::: SOURCE MATERIAL :::

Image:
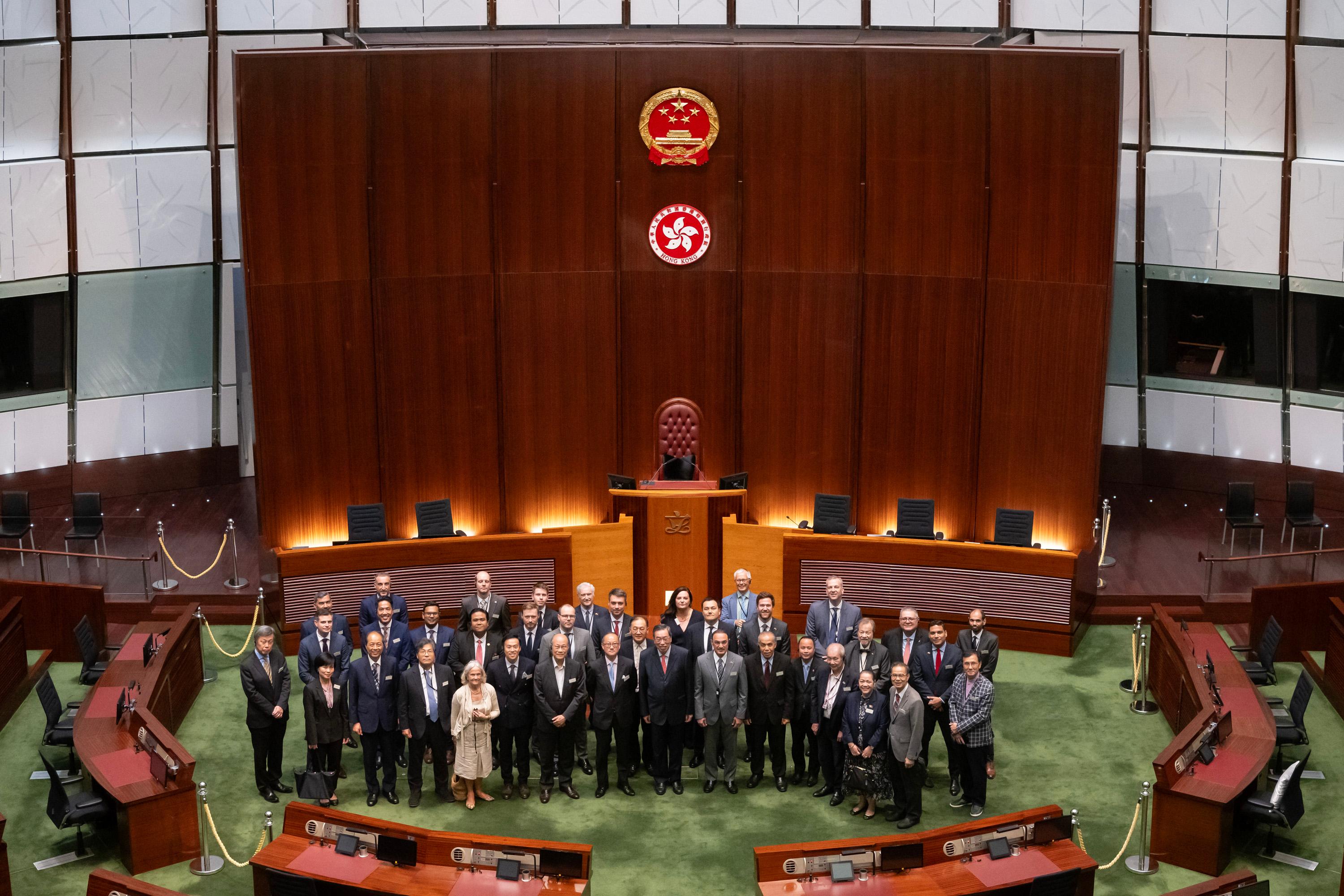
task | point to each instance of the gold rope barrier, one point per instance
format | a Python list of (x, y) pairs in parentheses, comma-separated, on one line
[(246, 641), (213, 563), (225, 849)]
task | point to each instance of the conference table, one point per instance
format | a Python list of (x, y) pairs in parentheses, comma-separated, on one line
[(448, 863), (1195, 805), (156, 824), (967, 871)]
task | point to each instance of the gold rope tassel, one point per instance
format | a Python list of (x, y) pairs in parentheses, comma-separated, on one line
[(225, 849), (213, 563), (246, 641)]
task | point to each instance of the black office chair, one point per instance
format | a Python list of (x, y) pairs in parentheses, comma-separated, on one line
[(17, 520), (914, 519), (1060, 884), (1300, 512), (1240, 513), (73, 810), (435, 520), (86, 516), (831, 515), (93, 668), (1280, 808), (366, 523), (1014, 528), (285, 884)]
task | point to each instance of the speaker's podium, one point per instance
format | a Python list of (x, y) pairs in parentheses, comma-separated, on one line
[(678, 538)]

:::

PROBLEM DETAILS:
Word for word, reproduce all of the data, but keep out the pictures.

SOLUTION TO THE EXERCISE:
Image:
task | point to each instance of the gold rope barrier, one point per instance
format | a Python list of (x, y) pairs in parentheses, comma-separated, on one line
[(246, 641), (213, 563), (225, 849)]
task | point to each instance of the conference table, one point per instance
format | a Python list of (x, y) pairs in parentheses, comma-separated, on one line
[(448, 863), (1195, 805), (156, 824), (967, 871)]
task | point to each instance of the gold rope tassel, one point per instance
format | a Python list of (x, y) pairs in parentheses, comma-separated, on one line
[(225, 849), (213, 563), (246, 641)]
task | point to each instance of the black office chair, one point per instance
format | a Python list of (x, y) pairs in parentheses, comma-separated, on one line
[(17, 520), (914, 519), (1060, 884), (1300, 512), (1240, 513), (73, 810), (435, 520), (86, 516), (831, 515), (93, 668), (1280, 808), (366, 523), (1014, 528), (285, 884)]
task | point to each instance of the speaker's podium, one point per instance
format | a Python list of (x, y) pairs in parentheses, comma-separated, on one line
[(678, 538)]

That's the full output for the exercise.